TEXT:
╔══

Diffeomorphism-Equivariant Neural Networks

Incorporating group symmetries via equivariance into neural networks has emerged as a robust approach for overcoming the efficiency and data demands of modern deep learning. While most existing approaches, such as group convolutions and averaging-based methods, focus on compact, finite, or low-dimensional groups with linear actions, this work explores how equivariance can be extended to infinite-dimensional groups. We propose a strategy designed to induce diffeomorphism equivariance in pre-trained neural networks via energy-based canonicalisation. Formulating equivariance as an optimisation problem allows us to access the rich toolbox of already established differentiable image registration methods. Empirical results on segmentation and classification tasks confirm that our approach achieves approximate equivariance and generalises to unseen transformations without relying on extensive data augmentation or retraining.

💡 Research Summary

The paper introduces DiffeoNN, a framework that endows pre‑trained neural networks with equivariance to the infinite‑dimensional group of diffeomorphisms without any additional training of the base model. The key idea is to canonicalise each input image by finding a transformation that maps it onto a representative that is “close” to the limited labelled training set. Transformations are parameterised by stationary velocity fields (SVFs), a common representation in deformable image registration, which guarantees smooth, invertible mappings and efficient computation of inverses.

Canonicalisation is posed as an optimisation problem that minimises a task‑specific energy E_can(x, g). This energy combines three components: (i) a reconstruction loss derived from a variational auto‑encoder that measures similarity to the training distribution, (ii) a regularisation term on the SVF that enforces smoothness and orientation‑preserving properties, and (iii) an adversarial discriminator loss that forces canonicalised images to be indistinguishable from real training samples. Gradient‑based optimisation (e.g., Adam) is used, leveraging modern automatic differentiation tools.

╚══

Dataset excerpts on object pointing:
╔══

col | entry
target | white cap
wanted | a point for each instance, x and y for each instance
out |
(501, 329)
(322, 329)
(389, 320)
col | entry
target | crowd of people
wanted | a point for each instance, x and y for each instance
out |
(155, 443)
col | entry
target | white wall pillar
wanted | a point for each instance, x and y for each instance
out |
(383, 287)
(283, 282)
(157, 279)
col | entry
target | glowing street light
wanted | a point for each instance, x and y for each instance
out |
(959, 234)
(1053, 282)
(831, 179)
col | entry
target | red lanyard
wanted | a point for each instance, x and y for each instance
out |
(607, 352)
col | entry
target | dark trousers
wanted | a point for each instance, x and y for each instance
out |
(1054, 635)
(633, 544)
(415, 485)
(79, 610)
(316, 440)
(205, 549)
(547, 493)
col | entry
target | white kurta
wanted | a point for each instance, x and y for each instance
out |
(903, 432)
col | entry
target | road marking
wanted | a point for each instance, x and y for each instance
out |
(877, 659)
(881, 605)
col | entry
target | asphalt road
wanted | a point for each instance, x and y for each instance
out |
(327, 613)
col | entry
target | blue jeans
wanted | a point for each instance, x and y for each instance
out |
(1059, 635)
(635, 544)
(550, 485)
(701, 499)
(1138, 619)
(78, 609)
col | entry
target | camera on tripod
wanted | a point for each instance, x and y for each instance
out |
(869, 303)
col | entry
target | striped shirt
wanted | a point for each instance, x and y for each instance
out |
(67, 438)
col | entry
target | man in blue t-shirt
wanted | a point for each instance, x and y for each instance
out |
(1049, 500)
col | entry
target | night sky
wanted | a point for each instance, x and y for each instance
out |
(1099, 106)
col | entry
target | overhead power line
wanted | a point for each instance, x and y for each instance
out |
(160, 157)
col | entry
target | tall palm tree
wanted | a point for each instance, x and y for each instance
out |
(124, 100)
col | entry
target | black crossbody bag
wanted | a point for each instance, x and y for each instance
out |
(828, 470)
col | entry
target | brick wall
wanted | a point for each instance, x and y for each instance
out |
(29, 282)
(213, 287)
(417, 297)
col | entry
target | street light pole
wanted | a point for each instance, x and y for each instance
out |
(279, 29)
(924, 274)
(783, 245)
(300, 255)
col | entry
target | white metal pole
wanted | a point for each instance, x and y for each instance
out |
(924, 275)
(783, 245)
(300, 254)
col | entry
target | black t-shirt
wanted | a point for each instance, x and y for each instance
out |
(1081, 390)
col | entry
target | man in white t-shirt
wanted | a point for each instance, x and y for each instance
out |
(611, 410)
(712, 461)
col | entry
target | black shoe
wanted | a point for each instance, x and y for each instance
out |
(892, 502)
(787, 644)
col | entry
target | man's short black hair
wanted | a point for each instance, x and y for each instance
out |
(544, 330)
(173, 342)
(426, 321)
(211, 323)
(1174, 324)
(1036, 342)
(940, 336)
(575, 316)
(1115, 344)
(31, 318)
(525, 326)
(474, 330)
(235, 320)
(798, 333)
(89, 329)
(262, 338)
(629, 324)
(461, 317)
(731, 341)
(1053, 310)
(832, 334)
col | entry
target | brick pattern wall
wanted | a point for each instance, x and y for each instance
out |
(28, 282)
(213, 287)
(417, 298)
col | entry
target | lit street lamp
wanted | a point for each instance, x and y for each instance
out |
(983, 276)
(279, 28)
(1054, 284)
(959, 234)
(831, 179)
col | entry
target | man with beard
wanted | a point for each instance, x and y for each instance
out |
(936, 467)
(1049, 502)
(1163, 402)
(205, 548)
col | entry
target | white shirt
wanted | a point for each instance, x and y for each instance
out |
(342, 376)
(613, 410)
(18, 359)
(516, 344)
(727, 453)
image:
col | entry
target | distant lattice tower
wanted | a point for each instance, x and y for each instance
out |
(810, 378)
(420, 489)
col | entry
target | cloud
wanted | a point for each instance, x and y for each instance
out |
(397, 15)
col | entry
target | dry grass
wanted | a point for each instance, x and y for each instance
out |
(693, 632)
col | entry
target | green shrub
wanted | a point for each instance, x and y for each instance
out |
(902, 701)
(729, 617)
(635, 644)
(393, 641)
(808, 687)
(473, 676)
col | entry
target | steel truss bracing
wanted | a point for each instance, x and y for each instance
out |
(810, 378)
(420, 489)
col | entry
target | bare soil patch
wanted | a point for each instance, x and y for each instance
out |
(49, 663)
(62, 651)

╚══

PROBLEM SET:
(a) Reproduce everything in the text on diffeomorphism-equivariant neural networks from "Canonicalisation is posed" down to "automatic differentiation tools.".
(b) In the text on diffeomorphism-equivariant neural networks, what are the transformations parameterized by?
(c) Carry the passage on diffeomorphism-equivariant neural networks forward from its final sentence.

WRITTEN RESPONSES:
(a)
Canonicalisation is posed as an optimisation problem that minimises a task‑specific energy E_can(x, g). This energy combines three components: (i) a reconstruction loss derived from a variational auto‑encoder that measures similarity to the training distribution, (ii) a regularisation term on the SVF that enforces smoothness and orientation‑preserving properties, and (iii) an adversarial discriminator loss that forces canonicalised images to be indistinguishable from real training samples. Gradient‑based optimisation (e.g., Adam) is used, leveraging modern automatic differentiation tools.

(b) Stationary velocity fields (SVFs).

(c)
Once the canonicalising diffeomorphism g_x is obtained, the input is transformed to x_c = g_x·x and fed to the original network f_θ, which has been trained only on the sparse labelled set X_E. The network’s output y_c = f_θ(x_c) is then mapped back to the original coordinate system by applying the inverse transformation g_x⁻¹, yielding the final prediction ŷ = g_x⁻¹·y_c. For segmentation tasks this procedure guarantees equivariance (the output mask transforms exactly as the input image does), while for classification tasks it yields invariance (the class label remains unchanged under any diffeomorphic deformation).

The authors demonstrate the approach on two families of experiments. In synthetic nested‑square segmentation and real chest‑X‑ray lung segmentation, DiffeoNN raises Intersection‑over‑Union from 0.877 (naïve application of the base model) to 0.956, outperforming a strong data‑augmentation baseline and producing far fewer outlier predictions. In a topological‑invariant MNIST classification experiment, accuracy improves from 92 % to 97 % when test images are randomly warped by diffeomorphisms. Energy analyses show that the canonicalisation step is itself diffeomorphism‑invariant, confirming the theoretical equivariance property.

Technical contributions include (1) extending energy‑based canonicalisation—previously limited to finite‑dimensional Lie groups—to the infinite‑dimensional diffeomorphism group by using SVF parametrisation, and (2) integrating VAE reconstruction and adversarial discrimination into the canonicalisation energy to preserve structural consistency beyond pixel‑wise similarity. The framework is model‑agnostic: any pre‑trained network can be wrapped with the canonicalisation–inverse‑canonicalisation pipeline to obtain diffeomorphism equivariance without architectural changes or retraining.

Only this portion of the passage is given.